## ENTRIES SHOWN
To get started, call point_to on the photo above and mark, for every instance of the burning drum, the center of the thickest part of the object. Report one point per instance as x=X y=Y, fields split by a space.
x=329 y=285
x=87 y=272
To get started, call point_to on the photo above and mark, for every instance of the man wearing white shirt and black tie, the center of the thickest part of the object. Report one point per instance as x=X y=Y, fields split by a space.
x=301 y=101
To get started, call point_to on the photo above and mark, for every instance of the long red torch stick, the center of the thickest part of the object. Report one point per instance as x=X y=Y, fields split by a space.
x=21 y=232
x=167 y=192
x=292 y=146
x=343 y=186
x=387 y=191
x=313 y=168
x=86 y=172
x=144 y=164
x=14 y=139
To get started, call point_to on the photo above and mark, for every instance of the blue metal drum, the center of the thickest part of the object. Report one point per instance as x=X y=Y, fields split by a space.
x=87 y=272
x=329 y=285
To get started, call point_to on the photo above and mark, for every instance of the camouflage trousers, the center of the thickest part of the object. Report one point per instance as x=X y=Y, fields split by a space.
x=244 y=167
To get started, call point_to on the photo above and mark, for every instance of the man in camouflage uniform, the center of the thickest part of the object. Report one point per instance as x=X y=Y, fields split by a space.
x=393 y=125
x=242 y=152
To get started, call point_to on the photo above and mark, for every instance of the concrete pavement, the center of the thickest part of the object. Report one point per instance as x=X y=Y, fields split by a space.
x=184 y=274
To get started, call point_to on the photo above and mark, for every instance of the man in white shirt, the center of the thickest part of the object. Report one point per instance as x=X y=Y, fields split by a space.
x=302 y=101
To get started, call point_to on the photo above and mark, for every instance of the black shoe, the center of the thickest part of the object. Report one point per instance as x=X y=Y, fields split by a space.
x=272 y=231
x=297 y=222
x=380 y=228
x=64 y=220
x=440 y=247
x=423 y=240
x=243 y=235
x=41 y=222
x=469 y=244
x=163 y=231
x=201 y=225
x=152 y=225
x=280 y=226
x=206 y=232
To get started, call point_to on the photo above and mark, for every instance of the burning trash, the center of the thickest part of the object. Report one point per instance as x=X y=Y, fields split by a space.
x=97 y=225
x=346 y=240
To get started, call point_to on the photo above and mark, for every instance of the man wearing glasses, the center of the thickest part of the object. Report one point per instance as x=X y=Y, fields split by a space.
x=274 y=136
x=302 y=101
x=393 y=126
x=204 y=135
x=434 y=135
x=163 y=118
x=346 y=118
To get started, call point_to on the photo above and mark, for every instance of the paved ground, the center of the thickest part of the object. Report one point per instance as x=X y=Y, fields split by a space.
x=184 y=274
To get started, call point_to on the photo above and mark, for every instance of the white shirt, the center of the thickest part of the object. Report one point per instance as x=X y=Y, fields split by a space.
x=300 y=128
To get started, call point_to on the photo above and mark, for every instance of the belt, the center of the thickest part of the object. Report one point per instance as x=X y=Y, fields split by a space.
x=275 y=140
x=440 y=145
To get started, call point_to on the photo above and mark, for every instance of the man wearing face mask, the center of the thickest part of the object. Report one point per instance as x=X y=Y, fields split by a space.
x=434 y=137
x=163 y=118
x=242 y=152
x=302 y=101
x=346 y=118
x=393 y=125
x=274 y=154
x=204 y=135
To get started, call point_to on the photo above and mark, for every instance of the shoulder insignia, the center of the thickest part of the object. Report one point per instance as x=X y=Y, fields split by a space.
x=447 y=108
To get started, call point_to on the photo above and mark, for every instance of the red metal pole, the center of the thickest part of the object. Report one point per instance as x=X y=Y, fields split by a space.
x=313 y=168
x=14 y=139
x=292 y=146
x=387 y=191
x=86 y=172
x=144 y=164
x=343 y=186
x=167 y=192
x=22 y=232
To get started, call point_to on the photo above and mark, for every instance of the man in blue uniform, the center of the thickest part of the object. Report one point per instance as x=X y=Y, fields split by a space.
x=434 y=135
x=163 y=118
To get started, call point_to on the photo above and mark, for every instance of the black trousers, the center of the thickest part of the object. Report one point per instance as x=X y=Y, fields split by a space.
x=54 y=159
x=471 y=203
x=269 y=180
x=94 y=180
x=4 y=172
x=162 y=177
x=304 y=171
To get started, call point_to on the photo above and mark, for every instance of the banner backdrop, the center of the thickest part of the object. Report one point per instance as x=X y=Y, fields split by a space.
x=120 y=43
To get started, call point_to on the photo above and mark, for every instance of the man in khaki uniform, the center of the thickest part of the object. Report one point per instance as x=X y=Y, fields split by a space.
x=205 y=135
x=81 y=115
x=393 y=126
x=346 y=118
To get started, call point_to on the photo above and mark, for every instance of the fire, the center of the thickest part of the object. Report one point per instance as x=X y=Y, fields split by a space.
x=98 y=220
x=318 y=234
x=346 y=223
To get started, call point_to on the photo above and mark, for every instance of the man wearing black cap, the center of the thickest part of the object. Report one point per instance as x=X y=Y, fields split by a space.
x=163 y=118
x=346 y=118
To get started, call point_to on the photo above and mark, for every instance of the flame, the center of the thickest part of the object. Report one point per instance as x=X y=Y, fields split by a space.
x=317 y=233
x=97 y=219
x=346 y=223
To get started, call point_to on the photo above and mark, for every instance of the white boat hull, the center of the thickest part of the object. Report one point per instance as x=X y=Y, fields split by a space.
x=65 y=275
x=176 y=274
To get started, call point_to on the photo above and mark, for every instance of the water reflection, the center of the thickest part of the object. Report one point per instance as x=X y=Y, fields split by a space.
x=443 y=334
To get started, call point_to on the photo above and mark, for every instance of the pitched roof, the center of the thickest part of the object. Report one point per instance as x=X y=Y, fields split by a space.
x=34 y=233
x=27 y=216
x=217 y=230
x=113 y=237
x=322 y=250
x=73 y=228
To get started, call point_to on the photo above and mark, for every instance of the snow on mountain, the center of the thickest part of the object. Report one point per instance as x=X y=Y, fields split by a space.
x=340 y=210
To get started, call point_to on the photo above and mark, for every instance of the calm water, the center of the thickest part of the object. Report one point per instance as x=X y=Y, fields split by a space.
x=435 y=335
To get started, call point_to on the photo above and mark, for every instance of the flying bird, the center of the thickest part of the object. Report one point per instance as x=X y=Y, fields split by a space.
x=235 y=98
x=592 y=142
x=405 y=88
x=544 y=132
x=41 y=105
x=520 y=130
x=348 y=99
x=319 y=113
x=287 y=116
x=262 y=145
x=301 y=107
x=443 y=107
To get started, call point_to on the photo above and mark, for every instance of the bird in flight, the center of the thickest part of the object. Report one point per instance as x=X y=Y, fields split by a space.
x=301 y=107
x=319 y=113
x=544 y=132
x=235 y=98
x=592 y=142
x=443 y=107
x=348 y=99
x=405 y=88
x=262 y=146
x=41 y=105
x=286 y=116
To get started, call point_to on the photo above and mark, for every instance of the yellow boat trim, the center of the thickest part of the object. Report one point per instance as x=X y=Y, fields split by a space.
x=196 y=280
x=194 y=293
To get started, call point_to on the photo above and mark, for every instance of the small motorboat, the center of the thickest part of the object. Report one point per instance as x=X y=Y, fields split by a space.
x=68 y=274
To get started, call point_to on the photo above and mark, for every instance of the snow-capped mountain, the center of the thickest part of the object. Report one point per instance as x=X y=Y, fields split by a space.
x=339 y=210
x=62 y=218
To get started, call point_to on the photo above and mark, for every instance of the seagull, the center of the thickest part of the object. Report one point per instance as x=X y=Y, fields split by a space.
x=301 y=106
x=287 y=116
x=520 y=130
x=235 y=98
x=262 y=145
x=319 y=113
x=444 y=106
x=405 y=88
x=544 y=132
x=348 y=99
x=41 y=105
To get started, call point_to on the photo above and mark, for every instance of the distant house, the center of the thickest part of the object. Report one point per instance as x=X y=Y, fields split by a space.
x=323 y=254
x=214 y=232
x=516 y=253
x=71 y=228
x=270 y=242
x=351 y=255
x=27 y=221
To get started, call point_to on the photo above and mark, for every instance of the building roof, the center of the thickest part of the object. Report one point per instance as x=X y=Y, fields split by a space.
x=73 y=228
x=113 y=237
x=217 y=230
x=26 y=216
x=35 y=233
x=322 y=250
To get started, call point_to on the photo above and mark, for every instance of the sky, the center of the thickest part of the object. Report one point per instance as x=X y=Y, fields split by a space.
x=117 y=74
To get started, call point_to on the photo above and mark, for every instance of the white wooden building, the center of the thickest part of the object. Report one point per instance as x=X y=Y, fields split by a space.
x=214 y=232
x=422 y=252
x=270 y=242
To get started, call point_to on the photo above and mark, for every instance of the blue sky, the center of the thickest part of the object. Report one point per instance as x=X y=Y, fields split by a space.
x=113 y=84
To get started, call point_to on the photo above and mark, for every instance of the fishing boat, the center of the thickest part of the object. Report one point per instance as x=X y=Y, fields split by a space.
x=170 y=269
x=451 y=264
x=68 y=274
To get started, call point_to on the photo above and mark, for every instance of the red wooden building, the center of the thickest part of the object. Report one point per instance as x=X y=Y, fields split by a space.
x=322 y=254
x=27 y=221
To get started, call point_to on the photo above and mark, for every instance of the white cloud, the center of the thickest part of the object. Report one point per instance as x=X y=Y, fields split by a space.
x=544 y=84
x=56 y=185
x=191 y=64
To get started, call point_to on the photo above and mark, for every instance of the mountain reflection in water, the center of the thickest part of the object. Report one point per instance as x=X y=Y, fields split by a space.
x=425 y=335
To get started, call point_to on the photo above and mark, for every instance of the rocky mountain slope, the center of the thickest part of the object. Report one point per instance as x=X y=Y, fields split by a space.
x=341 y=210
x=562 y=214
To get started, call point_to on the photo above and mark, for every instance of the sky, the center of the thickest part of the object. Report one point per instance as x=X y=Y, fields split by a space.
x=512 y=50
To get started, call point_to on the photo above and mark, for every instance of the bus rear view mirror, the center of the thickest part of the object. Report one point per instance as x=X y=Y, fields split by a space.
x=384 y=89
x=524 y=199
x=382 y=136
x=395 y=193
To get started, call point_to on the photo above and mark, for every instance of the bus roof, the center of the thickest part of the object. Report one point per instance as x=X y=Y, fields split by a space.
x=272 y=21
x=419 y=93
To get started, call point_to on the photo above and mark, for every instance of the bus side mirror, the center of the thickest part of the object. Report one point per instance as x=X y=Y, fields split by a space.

## EXERCISE REQUIREMENTS
Render everything in the records from the line containing "the red metal" down to the line containing "x=304 y=171", both lines included, as a JSON list of strings. Use one string per line and leave out blank lines.

## RESULT OF THIS EXERCISE
[
  "To get started, call point_to on the photo above and mark, for every instance of the red metal pole, the center of the thickest part of the object. Report one point per instance as x=X y=Y, fields split by a space.",
  "x=313 y=168",
  "x=14 y=139",
  "x=292 y=146",
  "x=387 y=191",
  "x=86 y=172",
  "x=144 y=164",
  "x=343 y=186",
  "x=167 y=192",
  "x=22 y=232",
  "To get started, call point_to on the photo above and mark, for every instance of the man in blue uniform, the center of the thickest part of the object. Report one point per instance as x=X y=Y, fields split by a space.",
  "x=434 y=135",
  "x=163 y=118",
  "To get started, call point_to on the photo above and mark, for every instance of the black trousers, the center of the thickest part of the object. Report one point per instance as x=X y=Y, fields split by a space.",
  "x=54 y=159",
  "x=471 y=203",
  "x=269 y=180",
  "x=94 y=180",
  "x=4 y=172",
  "x=162 y=177",
  "x=304 y=171"
]